Exercise inputs:
* * * * *
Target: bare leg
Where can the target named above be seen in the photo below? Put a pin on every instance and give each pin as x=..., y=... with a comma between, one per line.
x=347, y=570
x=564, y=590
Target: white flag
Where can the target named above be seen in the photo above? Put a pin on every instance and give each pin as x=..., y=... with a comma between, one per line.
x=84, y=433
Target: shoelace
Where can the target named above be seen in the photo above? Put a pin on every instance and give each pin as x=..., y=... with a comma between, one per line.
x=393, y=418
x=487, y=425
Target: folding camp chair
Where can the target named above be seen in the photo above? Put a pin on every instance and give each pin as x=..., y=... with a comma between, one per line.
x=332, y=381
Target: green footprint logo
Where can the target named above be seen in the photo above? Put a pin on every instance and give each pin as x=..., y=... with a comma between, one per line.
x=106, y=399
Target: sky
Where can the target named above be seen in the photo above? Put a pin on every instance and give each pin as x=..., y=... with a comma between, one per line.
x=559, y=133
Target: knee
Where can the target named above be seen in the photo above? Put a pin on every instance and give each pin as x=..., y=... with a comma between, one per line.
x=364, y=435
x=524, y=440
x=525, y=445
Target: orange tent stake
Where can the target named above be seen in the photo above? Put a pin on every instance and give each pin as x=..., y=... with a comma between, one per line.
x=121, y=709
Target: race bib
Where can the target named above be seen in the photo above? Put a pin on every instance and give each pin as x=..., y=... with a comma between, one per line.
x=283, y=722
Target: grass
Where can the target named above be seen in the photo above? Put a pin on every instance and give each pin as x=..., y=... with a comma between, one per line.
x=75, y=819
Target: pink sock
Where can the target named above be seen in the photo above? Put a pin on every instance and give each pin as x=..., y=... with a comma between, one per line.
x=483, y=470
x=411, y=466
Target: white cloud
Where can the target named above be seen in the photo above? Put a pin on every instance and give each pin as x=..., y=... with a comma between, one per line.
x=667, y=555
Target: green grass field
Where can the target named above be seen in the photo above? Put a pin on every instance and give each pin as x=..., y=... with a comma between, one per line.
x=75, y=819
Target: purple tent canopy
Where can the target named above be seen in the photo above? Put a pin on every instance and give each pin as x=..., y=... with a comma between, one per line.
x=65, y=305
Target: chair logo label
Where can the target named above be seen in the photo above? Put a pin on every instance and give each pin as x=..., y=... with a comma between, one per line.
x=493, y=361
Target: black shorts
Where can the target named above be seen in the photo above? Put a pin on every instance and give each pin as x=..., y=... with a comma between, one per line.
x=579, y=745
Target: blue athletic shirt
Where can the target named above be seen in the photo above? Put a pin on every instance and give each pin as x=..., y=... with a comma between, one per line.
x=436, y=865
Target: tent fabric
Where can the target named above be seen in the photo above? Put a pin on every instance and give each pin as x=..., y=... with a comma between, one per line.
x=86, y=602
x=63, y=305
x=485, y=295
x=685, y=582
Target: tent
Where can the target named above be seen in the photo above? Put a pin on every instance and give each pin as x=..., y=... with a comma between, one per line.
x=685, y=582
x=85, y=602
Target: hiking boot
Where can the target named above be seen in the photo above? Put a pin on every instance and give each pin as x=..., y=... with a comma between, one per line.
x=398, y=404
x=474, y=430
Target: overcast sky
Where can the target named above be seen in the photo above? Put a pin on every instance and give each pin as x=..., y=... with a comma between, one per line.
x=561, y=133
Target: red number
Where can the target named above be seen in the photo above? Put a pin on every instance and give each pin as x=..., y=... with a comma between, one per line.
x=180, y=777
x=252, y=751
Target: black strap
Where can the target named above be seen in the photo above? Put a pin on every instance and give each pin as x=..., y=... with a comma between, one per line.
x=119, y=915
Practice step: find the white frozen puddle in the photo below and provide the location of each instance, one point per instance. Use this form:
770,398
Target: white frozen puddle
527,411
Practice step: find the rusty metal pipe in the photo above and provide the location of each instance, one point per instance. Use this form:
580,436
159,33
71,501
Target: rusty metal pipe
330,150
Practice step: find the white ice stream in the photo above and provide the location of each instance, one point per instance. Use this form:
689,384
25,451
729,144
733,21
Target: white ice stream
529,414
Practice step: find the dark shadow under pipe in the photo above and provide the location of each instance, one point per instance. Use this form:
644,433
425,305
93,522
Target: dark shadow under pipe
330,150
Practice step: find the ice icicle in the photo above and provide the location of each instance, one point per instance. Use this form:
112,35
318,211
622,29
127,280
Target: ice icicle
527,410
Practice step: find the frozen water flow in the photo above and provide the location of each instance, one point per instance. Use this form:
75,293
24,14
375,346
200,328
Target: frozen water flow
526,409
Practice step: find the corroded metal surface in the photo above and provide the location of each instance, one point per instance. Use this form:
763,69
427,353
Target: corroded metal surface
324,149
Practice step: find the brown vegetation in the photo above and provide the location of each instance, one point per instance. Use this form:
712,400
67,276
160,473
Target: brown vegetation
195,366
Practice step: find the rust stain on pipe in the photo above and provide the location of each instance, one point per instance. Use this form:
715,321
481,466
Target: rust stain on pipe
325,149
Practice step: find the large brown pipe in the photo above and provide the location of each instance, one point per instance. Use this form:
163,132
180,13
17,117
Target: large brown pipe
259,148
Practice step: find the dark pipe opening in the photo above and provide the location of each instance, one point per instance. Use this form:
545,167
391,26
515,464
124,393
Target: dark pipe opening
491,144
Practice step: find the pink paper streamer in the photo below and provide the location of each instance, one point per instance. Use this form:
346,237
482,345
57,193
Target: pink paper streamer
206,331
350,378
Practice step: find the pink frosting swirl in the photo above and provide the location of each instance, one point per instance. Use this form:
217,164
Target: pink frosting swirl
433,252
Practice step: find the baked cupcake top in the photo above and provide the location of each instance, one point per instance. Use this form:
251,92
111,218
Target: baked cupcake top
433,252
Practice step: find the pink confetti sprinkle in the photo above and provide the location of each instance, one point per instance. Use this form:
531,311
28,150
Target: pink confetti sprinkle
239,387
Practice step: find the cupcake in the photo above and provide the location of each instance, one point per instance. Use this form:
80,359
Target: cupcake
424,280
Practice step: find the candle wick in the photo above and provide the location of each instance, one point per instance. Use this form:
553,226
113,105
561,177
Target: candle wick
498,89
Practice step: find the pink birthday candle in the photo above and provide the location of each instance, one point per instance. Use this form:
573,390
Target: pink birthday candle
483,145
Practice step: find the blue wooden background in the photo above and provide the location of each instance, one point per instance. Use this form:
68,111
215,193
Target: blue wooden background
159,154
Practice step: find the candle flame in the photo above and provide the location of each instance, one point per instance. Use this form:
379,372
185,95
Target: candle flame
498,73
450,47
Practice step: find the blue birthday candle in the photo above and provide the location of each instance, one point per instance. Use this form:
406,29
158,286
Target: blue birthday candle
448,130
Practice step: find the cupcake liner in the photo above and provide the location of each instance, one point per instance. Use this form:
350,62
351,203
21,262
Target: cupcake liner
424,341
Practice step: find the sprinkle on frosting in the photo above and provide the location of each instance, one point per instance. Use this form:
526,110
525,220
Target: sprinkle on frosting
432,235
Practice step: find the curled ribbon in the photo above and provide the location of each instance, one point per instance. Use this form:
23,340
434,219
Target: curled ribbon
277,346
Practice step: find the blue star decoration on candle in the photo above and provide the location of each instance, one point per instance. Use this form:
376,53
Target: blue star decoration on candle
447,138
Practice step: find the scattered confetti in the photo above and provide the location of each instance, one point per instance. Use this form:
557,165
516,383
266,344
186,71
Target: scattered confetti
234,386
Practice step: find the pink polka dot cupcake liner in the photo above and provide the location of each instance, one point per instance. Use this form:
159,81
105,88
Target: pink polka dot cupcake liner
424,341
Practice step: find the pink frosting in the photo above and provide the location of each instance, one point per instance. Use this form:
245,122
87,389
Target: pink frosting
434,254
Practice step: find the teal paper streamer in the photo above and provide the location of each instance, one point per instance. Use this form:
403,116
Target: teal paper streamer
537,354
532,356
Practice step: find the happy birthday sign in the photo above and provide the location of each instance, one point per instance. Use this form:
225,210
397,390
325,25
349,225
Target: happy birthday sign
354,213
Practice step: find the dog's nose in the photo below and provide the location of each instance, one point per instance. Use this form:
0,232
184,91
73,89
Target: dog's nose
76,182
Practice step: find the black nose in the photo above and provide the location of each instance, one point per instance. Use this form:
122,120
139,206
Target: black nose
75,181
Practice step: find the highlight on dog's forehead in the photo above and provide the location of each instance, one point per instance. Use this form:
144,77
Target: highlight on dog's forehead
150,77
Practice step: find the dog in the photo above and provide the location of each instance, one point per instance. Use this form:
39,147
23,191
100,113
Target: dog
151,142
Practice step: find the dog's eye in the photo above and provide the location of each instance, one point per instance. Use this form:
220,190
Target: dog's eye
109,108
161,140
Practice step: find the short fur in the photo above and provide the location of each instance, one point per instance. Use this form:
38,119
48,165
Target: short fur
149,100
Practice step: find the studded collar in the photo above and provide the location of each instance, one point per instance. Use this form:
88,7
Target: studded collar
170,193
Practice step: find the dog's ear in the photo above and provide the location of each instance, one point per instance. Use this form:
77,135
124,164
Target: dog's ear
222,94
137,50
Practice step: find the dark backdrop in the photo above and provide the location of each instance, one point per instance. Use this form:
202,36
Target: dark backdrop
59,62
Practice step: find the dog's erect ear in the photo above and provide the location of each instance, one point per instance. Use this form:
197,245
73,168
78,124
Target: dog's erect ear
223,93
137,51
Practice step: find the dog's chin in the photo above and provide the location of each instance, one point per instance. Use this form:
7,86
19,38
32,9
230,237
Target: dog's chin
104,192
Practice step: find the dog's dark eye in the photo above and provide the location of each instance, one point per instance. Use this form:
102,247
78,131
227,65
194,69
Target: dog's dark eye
* * * * *
Task instructions: Only output the lines from the one with "Practice step: find the dog's chin" through the end of the entries above, exactly as they are.

Task solution:
Practice step: find the dog's chin in the photo above and provide the location of each instance, one point per instance. Use this form:
7,86
19,38
32,9
230,237
Target: dog's chin
104,192
Practice step: find the dog's dark eye in the photo above and provide the location of each instance, one point per instance. Use this form:
102,247
78,131
227,65
194,69
Target: dog's dark eye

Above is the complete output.